(Entries taken from a collection)
╭──
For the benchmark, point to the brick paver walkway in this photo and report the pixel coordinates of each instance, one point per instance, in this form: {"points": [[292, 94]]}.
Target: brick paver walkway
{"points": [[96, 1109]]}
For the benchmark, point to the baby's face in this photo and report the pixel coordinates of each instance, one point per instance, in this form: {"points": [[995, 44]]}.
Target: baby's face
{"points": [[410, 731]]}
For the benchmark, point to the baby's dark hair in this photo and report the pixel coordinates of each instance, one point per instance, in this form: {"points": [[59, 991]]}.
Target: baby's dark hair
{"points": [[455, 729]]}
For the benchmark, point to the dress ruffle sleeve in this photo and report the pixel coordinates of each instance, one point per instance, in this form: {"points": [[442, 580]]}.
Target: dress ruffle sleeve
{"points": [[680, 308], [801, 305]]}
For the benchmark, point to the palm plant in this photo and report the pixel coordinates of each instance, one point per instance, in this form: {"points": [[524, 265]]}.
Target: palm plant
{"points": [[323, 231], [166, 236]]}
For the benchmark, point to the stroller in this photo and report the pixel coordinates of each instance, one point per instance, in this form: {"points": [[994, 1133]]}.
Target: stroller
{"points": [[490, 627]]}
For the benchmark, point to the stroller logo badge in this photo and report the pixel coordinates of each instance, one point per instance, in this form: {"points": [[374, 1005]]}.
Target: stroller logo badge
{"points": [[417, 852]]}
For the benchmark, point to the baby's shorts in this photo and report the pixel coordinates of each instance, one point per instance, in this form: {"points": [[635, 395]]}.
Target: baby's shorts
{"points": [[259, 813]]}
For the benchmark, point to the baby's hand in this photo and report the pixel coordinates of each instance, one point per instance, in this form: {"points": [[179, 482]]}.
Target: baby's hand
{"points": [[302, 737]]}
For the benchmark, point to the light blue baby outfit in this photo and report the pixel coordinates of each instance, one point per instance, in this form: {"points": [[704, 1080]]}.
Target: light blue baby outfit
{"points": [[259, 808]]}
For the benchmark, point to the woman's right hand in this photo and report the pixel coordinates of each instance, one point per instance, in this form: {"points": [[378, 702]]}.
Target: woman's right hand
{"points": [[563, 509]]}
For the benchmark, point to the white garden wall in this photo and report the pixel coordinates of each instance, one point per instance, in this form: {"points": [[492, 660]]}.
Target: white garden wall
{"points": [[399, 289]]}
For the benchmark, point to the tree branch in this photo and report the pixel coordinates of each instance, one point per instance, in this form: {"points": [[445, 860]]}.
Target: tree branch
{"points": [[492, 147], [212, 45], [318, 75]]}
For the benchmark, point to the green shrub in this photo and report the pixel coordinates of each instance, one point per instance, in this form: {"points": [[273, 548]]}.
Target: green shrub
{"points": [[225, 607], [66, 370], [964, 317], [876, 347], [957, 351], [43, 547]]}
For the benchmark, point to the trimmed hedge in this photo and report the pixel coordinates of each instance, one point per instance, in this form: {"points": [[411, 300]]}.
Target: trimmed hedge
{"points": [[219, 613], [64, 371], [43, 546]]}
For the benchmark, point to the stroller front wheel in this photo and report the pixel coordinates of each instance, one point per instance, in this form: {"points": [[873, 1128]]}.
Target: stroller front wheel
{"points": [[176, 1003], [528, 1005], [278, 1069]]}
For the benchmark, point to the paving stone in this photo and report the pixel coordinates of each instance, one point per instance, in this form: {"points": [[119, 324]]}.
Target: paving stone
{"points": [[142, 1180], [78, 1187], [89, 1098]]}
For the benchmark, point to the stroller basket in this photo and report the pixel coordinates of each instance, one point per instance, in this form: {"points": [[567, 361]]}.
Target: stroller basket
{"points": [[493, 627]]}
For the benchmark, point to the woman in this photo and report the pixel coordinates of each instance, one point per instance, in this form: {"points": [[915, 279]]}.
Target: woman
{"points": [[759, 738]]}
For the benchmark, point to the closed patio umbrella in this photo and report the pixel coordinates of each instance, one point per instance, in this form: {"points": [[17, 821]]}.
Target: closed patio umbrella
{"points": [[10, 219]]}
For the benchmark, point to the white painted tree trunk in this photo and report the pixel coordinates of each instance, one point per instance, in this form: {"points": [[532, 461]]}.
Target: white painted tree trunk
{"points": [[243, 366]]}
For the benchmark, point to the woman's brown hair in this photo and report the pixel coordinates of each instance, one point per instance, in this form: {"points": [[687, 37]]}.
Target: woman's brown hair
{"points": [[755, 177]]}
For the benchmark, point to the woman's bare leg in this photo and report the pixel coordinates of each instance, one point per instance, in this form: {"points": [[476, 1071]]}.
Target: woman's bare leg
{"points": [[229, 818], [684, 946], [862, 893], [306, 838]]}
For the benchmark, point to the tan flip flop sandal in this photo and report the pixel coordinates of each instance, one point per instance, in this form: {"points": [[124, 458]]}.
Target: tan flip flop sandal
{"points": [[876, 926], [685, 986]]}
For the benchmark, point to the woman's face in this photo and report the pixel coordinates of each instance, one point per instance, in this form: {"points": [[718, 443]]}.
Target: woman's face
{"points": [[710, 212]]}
╰──
Problem to work on:
In this exercise, repeat all entries exactly.

Full output:
For the benchmark, point to the brick paver walkway in this photo and report the pixel coordinates of each instance, one point per instance, in this form: {"points": [[292, 94]]}.
Target: brick paver walkway
{"points": [[96, 1109]]}
For the benchmark, point to the baby's face in this photo and report the pixel coordinates of each instance, one point per instance, in this form: {"points": [[995, 44]]}.
Target: baby's face
{"points": [[410, 731]]}
For the benchmark, point to the baby's dark hair in this photo and report the pixel coordinates of each instance, one point per instance, in this form: {"points": [[59, 991]]}.
Target: baby's dark hair
{"points": [[455, 729]]}
For the benchmark, point to the dress ruffle sleeve in this photo and report the pixel coordinates of each instance, one point per instance, in this form: {"points": [[442, 580]]}.
Target: dress ruffle sleeve
{"points": [[680, 308], [801, 305]]}
For the benchmark, point to the palm plant in this photo and report the pixel coordinates of each instance, one point per instance, in this form: {"points": [[524, 265]]}.
Target: palm plant
{"points": [[323, 231], [166, 236]]}
For the benchmark, point to the stroller in this photo and report the pixel coordinates of each instance, one point per instance, in this form: {"points": [[994, 1133]]}.
Target: stroller
{"points": [[490, 627]]}
For the benchmark, point to the stroller logo badge in this photo and report the pixel coordinates of each instance, one point per instance, in this form: {"points": [[374, 1005]]}.
Target: stroller logo badge
{"points": [[417, 852]]}
For the benchmark, point to the baby's shorts in this photo and report the pixel coordinates of each instance, one point per instance, in this form: {"points": [[635, 395]]}.
Target: baby's shorts
{"points": [[259, 813]]}
For the benchmark, point to the baby's hand in this photo and report the pixel coordinates of each instance, one point per instance, in this form: {"points": [[179, 482]]}.
Target: baby's hand
{"points": [[302, 737]]}
For the benchmark, point to the light blue baby outfit in this photo and report the pixel coordinates of each instance, one point per instance, in this form: {"points": [[704, 1080]]}.
Target: light blue baby outfit
{"points": [[259, 808]]}
For the benchmark, point to the woman's right hand in this photo and report the pixel coordinates of each instance, one point per instance, in this form: {"points": [[378, 702]]}.
Target: woman's right hand
{"points": [[563, 509]]}
For the benchmark, point to the white garden wall in this photo and report the pixel coordinates of each instance, one point per instance, in this form: {"points": [[492, 660]]}.
Target: white garden wall
{"points": [[399, 289]]}
For the benchmark, point to the tree branch in this photo and report the pixel coordinates of each instance, one point per instance, in this form: {"points": [[445, 860]]}.
Target: tree branch
{"points": [[492, 147], [212, 45], [318, 75]]}
For the benchmark, point to the green shrub in this photo and report the pixel coordinates of each instance, one point per instance, in this form: {"points": [[273, 548]]}.
Target: green shrub
{"points": [[225, 607], [66, 370], [964, 317], [876, 347], [957, 351], [43, 547]]}
For the benchmark, point to the trimmed hedge in this photo and report the pixel coordinates of each instance, one point per instance, in this form: {"points": [[411, 300]]}.
Target: trimmed hedge
{"points": [[219, 613], [64, 371], [43, 546]]}
For the benchmark, point to the stroller front wheel in this photo and report the pixel coordinates of each instance, one point per instance, in this form: {"points": [[873, 1128]]}.
Target: stroller front wheel
{"points": [[176, 1003], [528, 1005], [278, 1069]]}
For the benchmark, point to the paving stone in this photo and report the pixel coordinates of each instance, one point per instance, in this form: {"points": [[119, 324]]}.
Target: paving stone
{"points": [[142, 1180], [78, 1187], [89, 1098]]}
For the benchmark, point to the stroller basket in this photo and report the pixel coordinates of each instance, one point per instance, in this form: {"points": [[567, 361]]}.
Target: stroller basket
{"points": [[493, 627]]}
For the benchmark, point to the woman in this photo and report the pixel coordinates of each instance, one point per instance, in this form: {"points": [[915, 279]]}.
Target: woman
{"points": [[759, 738]]}
For the benchmark, point to the closed patio umbrella in this photo and report the pixel coordinates of each instance, one point per instance, in this form: {"points": [[17, 821]]}.
Target: closed patio umbrella
{"points": [[10, 219]]}
For the benchmark, point to the white painted tree trunk in this photo and report the pixel coordinates of each instance, one point per instance, in this form: {"points": [[532, 461]]}.
Target: white painted tree trunk
{"points": [[243, 366]]}
For the benchmark, point to the woman's brown hair in this photo and report the pixel coordinates of each instance, one point per instance, in this form: {"points": [[687, 37]]}.
Target: woman's brown hair
{"points": [[755, 177]]}
For the benchmark, point to the woman's bare leg in this photo and report the pixel coordinates of each instance, one point per instance, in this form: {"points": [[476, 1071]]}.
Target: woman's bare leg
{"points": [[229, 818], [684, 946], [862, 893], [306, 838]]}
For the benchmark, point to the tan flip flop sandal in this photo and report the pixel coordinates of each instance, one point per instance, in this form: {"points": [[124, 458]]}.
Target: tan flip flop sandal
{"points": [[876, 926], [685, 986]]}
For the benchmark, point to the woman's face in this photo and report the pixel coordinates of each instance, one point per instance, in this form: {"points": [[718, 443]]}.
Target: woman's face
{"points": [[710, 212]]}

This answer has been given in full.